[Contour annotation items]
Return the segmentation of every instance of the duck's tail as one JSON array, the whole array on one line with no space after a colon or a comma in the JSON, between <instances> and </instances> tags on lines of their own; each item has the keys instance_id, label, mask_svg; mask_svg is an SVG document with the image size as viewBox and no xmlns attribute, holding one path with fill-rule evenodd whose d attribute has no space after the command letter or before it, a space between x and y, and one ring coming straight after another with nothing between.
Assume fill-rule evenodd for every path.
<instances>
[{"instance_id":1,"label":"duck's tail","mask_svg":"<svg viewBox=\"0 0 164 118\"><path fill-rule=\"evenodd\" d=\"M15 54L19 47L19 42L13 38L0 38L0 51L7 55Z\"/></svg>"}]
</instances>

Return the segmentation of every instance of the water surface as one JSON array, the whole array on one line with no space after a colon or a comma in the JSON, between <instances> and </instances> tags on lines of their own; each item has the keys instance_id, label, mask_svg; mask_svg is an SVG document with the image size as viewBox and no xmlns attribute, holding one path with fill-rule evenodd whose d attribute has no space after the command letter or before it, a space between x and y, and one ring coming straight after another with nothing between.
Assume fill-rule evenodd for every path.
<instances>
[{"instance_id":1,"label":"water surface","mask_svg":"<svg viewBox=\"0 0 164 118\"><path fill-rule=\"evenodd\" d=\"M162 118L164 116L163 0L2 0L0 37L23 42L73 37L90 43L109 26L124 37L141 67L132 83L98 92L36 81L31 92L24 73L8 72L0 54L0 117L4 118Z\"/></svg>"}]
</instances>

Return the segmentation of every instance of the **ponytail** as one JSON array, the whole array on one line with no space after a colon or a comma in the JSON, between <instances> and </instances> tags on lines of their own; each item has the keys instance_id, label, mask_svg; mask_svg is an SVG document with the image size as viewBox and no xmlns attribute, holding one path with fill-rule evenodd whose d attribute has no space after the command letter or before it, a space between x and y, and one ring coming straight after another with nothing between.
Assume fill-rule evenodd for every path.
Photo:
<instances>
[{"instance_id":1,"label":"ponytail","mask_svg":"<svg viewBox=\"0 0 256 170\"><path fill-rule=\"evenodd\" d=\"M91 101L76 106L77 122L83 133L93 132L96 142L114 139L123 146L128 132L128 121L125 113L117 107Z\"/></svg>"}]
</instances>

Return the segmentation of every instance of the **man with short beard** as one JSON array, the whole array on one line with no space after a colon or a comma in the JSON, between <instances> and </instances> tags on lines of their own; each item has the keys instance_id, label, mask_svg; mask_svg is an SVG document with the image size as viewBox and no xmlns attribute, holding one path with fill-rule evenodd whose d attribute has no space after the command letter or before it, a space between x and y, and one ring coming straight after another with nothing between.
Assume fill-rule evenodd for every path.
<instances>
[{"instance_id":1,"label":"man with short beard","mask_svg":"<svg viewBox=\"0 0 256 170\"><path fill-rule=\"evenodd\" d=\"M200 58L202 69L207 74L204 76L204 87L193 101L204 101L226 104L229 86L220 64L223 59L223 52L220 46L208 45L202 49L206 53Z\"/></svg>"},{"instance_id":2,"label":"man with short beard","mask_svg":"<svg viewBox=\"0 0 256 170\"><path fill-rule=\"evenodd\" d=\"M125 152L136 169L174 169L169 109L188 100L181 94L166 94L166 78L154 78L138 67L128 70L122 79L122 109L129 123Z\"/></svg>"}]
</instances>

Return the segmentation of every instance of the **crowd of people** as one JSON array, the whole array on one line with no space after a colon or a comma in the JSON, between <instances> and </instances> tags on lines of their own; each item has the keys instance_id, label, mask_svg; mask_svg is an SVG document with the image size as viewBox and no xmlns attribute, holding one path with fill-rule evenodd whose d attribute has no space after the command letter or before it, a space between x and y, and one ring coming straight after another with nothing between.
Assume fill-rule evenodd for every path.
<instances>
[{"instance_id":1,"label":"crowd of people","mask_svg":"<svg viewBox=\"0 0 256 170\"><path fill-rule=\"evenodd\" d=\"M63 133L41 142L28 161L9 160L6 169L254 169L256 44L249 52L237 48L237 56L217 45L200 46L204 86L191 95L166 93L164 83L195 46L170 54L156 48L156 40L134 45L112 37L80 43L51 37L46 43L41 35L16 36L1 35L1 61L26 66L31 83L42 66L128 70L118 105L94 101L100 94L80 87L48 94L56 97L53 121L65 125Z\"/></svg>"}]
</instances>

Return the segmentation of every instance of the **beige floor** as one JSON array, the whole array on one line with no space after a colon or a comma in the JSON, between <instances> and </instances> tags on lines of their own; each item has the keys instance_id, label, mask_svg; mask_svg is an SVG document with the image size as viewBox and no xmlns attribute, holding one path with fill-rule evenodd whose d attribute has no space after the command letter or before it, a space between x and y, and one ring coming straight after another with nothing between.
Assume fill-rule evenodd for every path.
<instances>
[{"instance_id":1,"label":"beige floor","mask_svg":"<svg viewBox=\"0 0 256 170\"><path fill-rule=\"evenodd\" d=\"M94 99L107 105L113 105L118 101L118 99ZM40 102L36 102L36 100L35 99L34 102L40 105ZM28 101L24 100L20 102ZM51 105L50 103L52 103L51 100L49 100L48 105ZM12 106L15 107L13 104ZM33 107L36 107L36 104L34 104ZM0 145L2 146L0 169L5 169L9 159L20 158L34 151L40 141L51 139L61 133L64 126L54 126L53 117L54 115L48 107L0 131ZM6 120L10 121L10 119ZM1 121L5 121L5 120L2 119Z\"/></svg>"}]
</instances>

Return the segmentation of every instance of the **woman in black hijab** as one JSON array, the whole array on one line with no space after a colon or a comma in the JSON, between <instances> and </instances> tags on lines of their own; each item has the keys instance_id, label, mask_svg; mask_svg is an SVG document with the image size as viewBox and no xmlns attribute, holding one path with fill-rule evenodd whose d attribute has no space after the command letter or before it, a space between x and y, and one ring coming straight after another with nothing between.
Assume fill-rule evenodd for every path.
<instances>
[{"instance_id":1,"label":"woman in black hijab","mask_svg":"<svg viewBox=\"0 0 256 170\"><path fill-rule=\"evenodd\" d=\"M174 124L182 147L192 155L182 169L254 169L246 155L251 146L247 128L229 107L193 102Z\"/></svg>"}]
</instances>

DIRECTIONS: Repeat the items verbatim, beginning at the line that contains "Return the segmentation of every instance of the **woman" and continuing through the last line of the items, with both ends included.

TASK ANSWER:
Return the segmentation of every instance of the **woman in black hijab** as one JSON array, the whole array on one line with no space after a colon or a comma in the JSON, between <instances> and </instances> tags on lines of their own; each item has the keys instance_id, label, mask_svg; mask_svg is an SVG document with the image size as viewBox and no xmlns attribute, holding one path with fill-rule evenodd whose d attribute has no space after the command letter or before it, a space between x and y, and one ring coming straight after another with nothing between.
Assume fill-rule evenodd for every path.
<instances>
[{"instance_id":1,"label":"woman in black hijab","mask_svg":"<svg viewBox=\"0 0 256 170\"><path fill-rule=\"evenodd\" d=\"M174 124L182 147L192 155L182 169L254 169L246 155L251 146L247 128L229 107L193 102Z\"/></svg>"}]
</instances>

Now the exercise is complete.